— Task description —
Exact reproduction is required for all entries.

— Data section —
/---
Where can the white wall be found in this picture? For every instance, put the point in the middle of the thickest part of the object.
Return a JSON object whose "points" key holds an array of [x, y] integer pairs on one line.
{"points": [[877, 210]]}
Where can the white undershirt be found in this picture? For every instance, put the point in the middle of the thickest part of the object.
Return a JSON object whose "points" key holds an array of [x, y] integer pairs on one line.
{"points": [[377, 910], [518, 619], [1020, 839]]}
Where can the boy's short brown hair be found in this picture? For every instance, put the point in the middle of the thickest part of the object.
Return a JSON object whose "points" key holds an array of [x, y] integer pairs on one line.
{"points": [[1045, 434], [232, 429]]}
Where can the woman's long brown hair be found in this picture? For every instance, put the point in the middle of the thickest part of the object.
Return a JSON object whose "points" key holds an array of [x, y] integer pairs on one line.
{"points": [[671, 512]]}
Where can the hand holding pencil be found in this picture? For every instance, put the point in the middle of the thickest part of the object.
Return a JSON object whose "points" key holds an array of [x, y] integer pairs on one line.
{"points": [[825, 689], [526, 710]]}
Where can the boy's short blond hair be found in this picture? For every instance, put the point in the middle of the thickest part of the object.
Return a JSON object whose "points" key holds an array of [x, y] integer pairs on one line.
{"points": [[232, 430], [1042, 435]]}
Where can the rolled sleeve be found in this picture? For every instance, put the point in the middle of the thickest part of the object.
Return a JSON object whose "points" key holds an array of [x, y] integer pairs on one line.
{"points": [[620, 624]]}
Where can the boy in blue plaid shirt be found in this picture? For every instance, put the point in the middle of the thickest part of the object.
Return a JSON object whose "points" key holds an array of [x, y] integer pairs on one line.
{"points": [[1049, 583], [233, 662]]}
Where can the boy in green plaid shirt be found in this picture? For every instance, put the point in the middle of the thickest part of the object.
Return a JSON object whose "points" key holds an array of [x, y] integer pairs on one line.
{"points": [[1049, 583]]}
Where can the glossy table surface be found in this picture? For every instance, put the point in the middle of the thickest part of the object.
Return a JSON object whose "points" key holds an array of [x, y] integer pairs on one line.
\---
— The output —
Where can the white wall be found in this picture? For every instance, put the point in the middle of the thickest part of the object.
Return a JSON object whose "points" key holds an array of [x, y] integer pairs on one line.
{"points": [[877, 210]]}
Where can the white undershirt be found in this picture? For every instance, put the point in the middle of the thickest part of the object.
Return a JSON object whose "points" key holds an array of [x, y] integer pairs on one line.
{"points": [[377, 910], [518, 619], [1020, 839]]}
Where can the boy's short brown hair be found in this picture? For every instance, put the point in the middle of the thickest part of the object.
Return a JSON object whose "points" key holds an array of [x, y] integer pairs on one line.
{"points": [[1045, 434], [232, 429]]}
Where can the woman's long brown hair be found in this picture? For every instance, put the point in the middle of the thickest part of the object.
Return a JSON object whose "points" key holds an array of [x, y] integer pairs on one line.
{"points": [[671, 512]]}
Where can the hand holding pencil be found in this picture? For every instance, put the point in the middle of the thickest part of the object.
Return a JSON object whose "points" key holds an array of [x, y] integer pairs on one line.
{"points": [[825, 689], [526, 710]]}
Where can the boy's short blond hair be found in this picture? For every instance, put the point in the middle of the thickest part of the object.
Return a JSON object whose "points" key holds an array of [x, y] integer pairs on one line.
{"points": [[232, 430], [1042, 435]]}
Where can the rolled sleeve be found in this picture? For every instance, put the point in the middle of the thickest part of the object.
Return a JSON object whose "points" key holds an array of [x, y] integer pairs on one line.
{"points": [[620, 624]]}
Where can the boy in blue plaid shirt be found in this picture? For every instance, put the point in the middle of the thickest part of the object.
Return a JSON object whose "points" key holds an array of [x, y] integer pairs on one line.
{"points": [[1049, 583], [233, 662]]}
Where can the boy in green plaid shirt be found in this picture? For every instance, put the point in the middle of the thickest part of the object.
Return a JSON object whose "points" key holds an array of [x, y] integer pairs on one line.
{"points": [[1049, 583]]}
Where can the glossy table surface be found in this picture? For every instance, put the point in the middle of the thickest part of the object.
Return a JSON object whose "points" key holds an array of [x, y] integer pairs on one line.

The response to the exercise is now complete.